Texte fourni
Recherche sur l’embryon

En matière de recherche scientifique, la loi nouvelle revient sur le cadre juridique de la recherche sur l’embryon et sur les cellules souches qu’elle favorise et divise schématiquement en deux : la recherche sur l’embryon est soumise à autorisation quand la recherche sur les cellules souches, embryonnaires ou pluripotentes induites humaines, n’est soumise qu’à déclaration. Surtout, et c’était l’objet de la saisine du Conseil constitutionnel, le législateur autorise expressément la recherche sur l’embryon sans visée médicale dès lors qu’elle a pour but d’améliorer la connaissance de la biologie humaine et les recherches en matière d’édition du génome sur l’embryon humain. Les conditions, contrôles et sanctions afférents à chacune de ces recherches sont précisés (v. art. 20, 21 et 23 de la loi ; CSP, art. L. 2141-3-1 et L. 2151-5 s.).

Interruption de grossesse

Concernant l’interruption volontaire de grossesse, la loi nouvelle n’intervient que sur les dispositions relatives à l’interruption pour motif médical. Elle introduit la possibilité de procéder à une réduction embryonnaire dans le délai légal de douze semaines de grossesse, si une telle réduction permet de réduire les risques pour la santé de la femme ou des embryons (art. 28 de la loi ; CSP, art. L. 2213-1). Elle reproduit dans l’IVG pour motif médical les dispositions existantes en matière d’IVG dans le délai de douze semaines pour les femmes mineures (v. art. 29 de la loi ; CSP, art. L. 2213-2 s.).

Intersexualité

Enfin, une avancée attendue, quoi que moins médiatisée que l’AMP, résidait dans la prise en compte des enfants présentant une variation du développement génital. Un nouvel article L. 2131-6 vient préciser la prise en charge notamment en termes d’informations et de délais de réflexion. L’article 57 est également modifié pour permettre de dissocier la déclaration de naissance et la déclaration du sexe à l’état civil, mais les délais restent très courts, la mention du sexe ne pouvant être reportée plus de trois mois après la déclaration de naissance. La réécriture de l’article 99 devra faciliter la rectification ultérieure de l’indication du sexe (v. art. 30 de la loi ; CSP, art. L. 2131-6 et C. civ., art. 57).

Entrées fournies
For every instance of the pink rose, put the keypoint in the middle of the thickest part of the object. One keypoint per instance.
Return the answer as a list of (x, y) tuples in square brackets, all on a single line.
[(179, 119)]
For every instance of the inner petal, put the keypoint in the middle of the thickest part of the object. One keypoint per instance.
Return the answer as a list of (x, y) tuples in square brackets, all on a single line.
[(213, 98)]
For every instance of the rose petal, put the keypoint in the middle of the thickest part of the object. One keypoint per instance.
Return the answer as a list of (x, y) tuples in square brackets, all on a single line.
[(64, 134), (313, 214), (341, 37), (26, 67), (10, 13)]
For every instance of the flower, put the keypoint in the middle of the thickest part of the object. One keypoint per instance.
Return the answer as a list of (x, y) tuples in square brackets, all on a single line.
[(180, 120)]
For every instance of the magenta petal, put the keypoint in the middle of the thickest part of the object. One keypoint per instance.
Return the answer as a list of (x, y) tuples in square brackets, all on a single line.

Consignes
• A. Répondez brièvement à ces questions sur le texte fourni :
(i) À quoi est soumise la recherche sur les cellules souches embryonnaires ou pluripotentes induites humaines ?
(ii) Dans quel délai légal la réduction embryonnaire peut-elle être pratiquée ?
(iii) Au plus tard combien de temps après la déclaration de naissance la mention du sexe peut-elle être reportée ?
• B. Relevez, s'il vous plaît, tous les numéros d'articles suivis de la mention « de la loi » dans le texte fourni.
Les entrées n'ont aucun rapport avec le texte fourni.

Réponses
• A.
(i) Elle n'est soumise qu'à déclaration.
(ii) Dans le délai légal de douze semaines de grossesse.
(iii) Trois mois.

• B. 20, 21, 23, 28, 29, 30